§ **Material provided**
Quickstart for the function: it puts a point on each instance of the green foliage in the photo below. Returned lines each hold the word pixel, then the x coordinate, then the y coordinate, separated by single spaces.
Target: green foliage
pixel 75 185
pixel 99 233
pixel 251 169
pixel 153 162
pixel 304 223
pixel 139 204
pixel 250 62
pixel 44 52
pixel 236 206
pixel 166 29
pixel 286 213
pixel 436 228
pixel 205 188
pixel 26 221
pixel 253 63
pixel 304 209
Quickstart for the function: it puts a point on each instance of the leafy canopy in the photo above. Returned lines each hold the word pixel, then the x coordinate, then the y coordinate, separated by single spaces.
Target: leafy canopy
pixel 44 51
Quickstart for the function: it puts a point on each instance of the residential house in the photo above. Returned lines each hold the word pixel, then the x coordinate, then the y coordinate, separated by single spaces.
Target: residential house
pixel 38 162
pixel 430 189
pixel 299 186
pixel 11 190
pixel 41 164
...
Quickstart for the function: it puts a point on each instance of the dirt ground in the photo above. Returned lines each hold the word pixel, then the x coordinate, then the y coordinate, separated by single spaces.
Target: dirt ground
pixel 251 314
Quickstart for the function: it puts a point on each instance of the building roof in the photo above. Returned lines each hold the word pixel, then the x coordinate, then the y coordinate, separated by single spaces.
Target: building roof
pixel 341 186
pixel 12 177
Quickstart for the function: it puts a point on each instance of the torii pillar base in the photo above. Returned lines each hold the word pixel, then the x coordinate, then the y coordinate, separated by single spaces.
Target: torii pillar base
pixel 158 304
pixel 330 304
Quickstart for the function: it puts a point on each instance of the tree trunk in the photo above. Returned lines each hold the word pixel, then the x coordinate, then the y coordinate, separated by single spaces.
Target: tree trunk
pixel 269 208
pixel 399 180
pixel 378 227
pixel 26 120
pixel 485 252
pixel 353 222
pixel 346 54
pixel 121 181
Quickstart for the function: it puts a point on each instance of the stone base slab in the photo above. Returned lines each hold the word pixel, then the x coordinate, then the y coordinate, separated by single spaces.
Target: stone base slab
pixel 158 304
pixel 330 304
* * *
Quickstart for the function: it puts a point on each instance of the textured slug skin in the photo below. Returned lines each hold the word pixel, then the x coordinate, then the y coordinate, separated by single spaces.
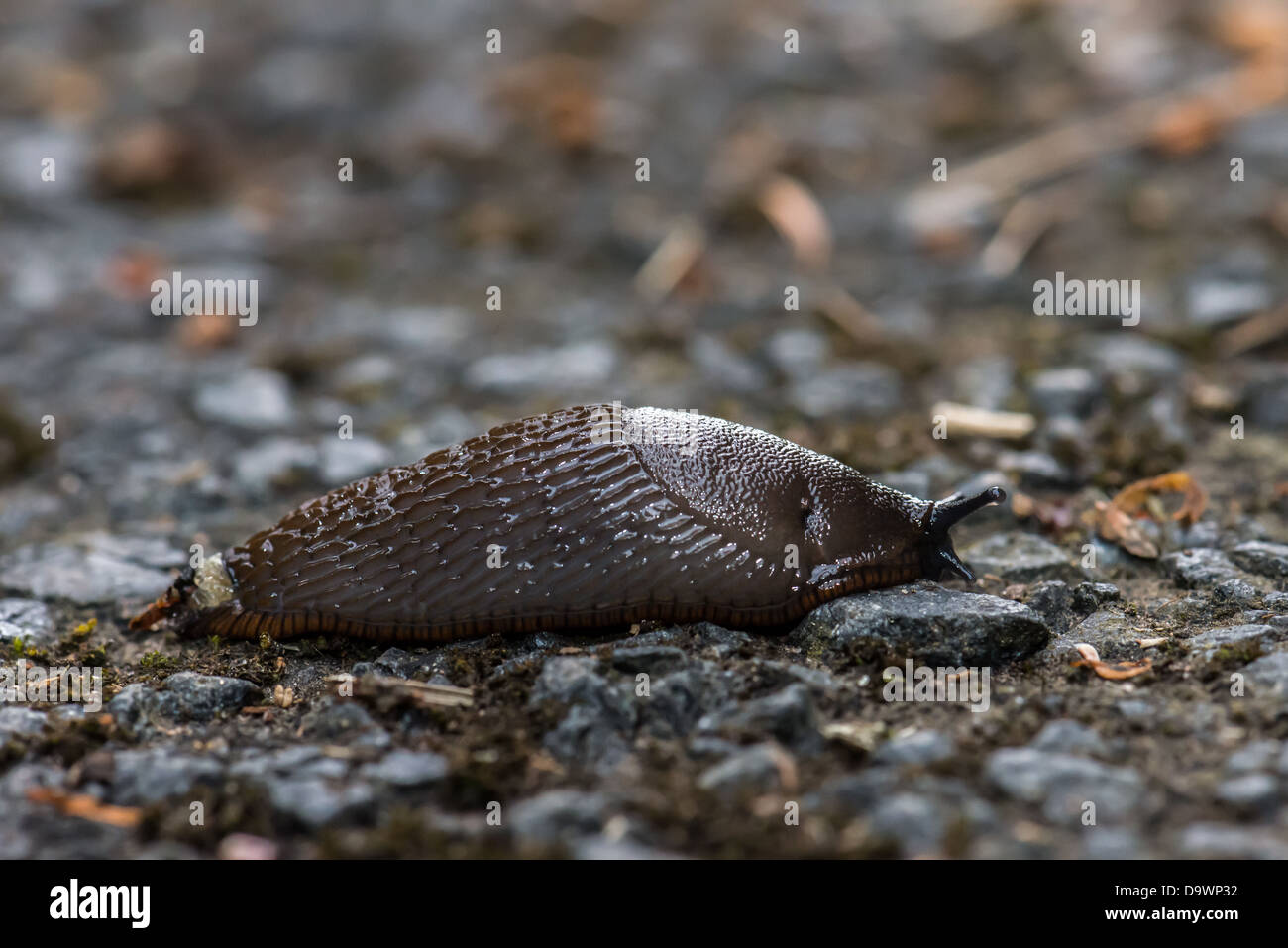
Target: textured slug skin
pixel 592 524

§ **Work order**
Every line in the entries above that mentions the word "below" must be shown.

§ **Your response**
Quickstart for the function: it puts a point on each instance of the green foliage in the photo below. Returned lines each hold the word pixel, then the x coordinate, then the y coordinate, separated by single spaces.
Quickstart for the function: it puts a point on each instance of the textured slug skin in the photo below. Returned lines each hold the word pixel, then the x coordinate, then the y coordinate, separated by single spaces.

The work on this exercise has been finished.